- EXTRACT
So, the code will create an Excel workbook named BIS_stationary.xlsx in the exported-files directory. The workbook will contain five sheets: “Content”, “Source”, “Raw”, “Transformed”, and “Stationary”, each populated with the corresponding data frame.

Both writexl and openxlsx have merits. While writexl is simpler and more straightforward, openxlsx offers more features, such as advanced formatting and the inclusion of charts or images. Your choice between the two should depend on your specific needs.

Thus, you have multiple options for exporting your data, each with its own set of advantages and limitations. Choose the one that best suits your project requirements.

5.3.10 Organize Data

For focused analysis, we concentrate on three essential variables: Real RPP Inflation, CPI Inflation, and Real Policy Rate. We also narrow down the geographical scope to four key economic regions: the United States, the Euro Area, China, and Emerging Markets. This subset of the data will be stored in a new tibble, BIS_core.

It’s important to properly order and name categorical variables at this stage. Default sorting in tables or graphs is often alphabetical, which may not be ideal for our analytical purposes. To ensure meaningful representation in subsequent analyses, we convert the ‘Region’ and ‘Indicator’ columns into ordered factors.

Here’s how this is implemented:

# Define regions of interest and their desired names
selected_regions = c(
    "United States" = "United States",
    "Euro area" = "Euro Area",
    "China" = "China",
    "Emerging market economies (aggregate)" = "Emerging Markets"
)

# Define variables of interest and their desired names
selected_variables = c("Real RPP Inflation" = "Real RPP Inflation", 
                       "CPI Inflation" = "CPI Inflation", 
                       "Real Policy Rate" = "Real Policy Rate")

# Create the BIS_core dataset
BIS_core <- BIS_stationary %>% 
    filter(Region %in% names(selected_regions),
           Indicator %in% names(selected_variables)) %>% 
    mutate(Region = factor(x = Region,
                           levels = names(selected_regions), 
                           ordered = TRUE),
           Indicator = factor(x = Indicator, 
                              levels = names(selected_variables), 
                              ordered = TRUE)) %>% 
    arrange(Indicator, Region)

- DATA PROVIDED

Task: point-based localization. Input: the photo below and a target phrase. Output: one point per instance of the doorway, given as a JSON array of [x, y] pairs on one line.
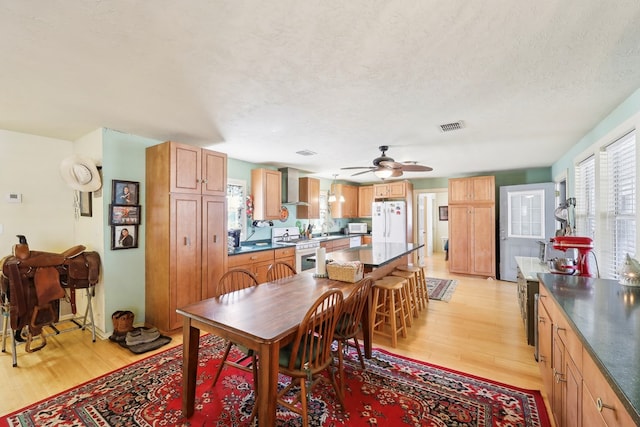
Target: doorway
[[526, 218], [429, 230]]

- SET PROBLEM A
Answer these questions about the text on exporting and organizing the BIS data, giving each answer on its own line with the same marker.
(i) What five sheets will the BIS_stationary.xlsx workbook contain?
(ii) Which features does openxlsx offer, according to the text?
(iii) Which four economic regions are kept in BIS_core?
- SET PROBLEM B
Write a continuation of the text on exporting and organizing the BIS data, starting right after its final code block.

- RESULT A
(i) Content, Source, Raw, Transformed and Stationary.
(ii) Advanced formatting and the inclusion of charts or images.
(iii) The United States, the Euro Area, China and Emerging Markets.

- RESULT B
# Rename factor levels
levels(BIS_core$Region) <- selected_regions[levels(BIS_core$Region)]
levels(BIS_core$Indicator) <- selected_variables[levels(BIS_core$Indicator)]

In summary, the BIS_core tibble now comprises only the variables and regions that are pertinent for subsequent analysis, and these are appropriately ordered and efficiently renamed for effective data presentation and interpretation.

5.3.11 Univariate Statistics

In this section, we present univariate statistics across different regions for CPI inflation, real home price inflation, and real policy rates. In the context of statistics, the term “univariate” refers to the analysis of a single variable without consideration of any other variables. Metrics like mean, standard deviation, minimum, and maximum are univariate statistics because they describe features of one variable in isolation. They summarize the central tendency, variability, and range of possible values for that single variable.

In contrast, associative statistics examine relationships between two or more variables, which will be discussed in the next section. Correlation coefficients, covariances, and regression coefficients are examples of associative statistics. These metrics help us understand how variables interact with each other or how one variable might predict another.

For the univariate statistics, we group the data by region, variable, and measure, then calculate summary statistics for each group, consisting of the time span, mean, and volatility.

# Compute univariate statistics
BIS_univariate_stats <- BIS_core %>% 
    group_by(Indicator, Region) %>% 
    summarize(
        `Time Span` = paste(range(Period), collapse = " - "),
        Mean = mean(Value, na.rm = TRUE),
        Volatility = sd(Value, na.rm = TRUE)
    ) %>% 
    ungroup()

In this R code block, the goal is to calculate univariate statistics for the dataset BIS_core:

  • group_by(Indicator, Region): This function groups the data by the Indicator and Region variables. This ensures that the following calculations are done separately for each combination of Indicator and Region.
  • summarize(): This function is used to compute summary statistics for each group. Three statistics are calculated:
    • Time Span: It calculates the range of the Period for which data exists. The paste() and collapse functions are used to concatenate the minimum and maximum period into a string.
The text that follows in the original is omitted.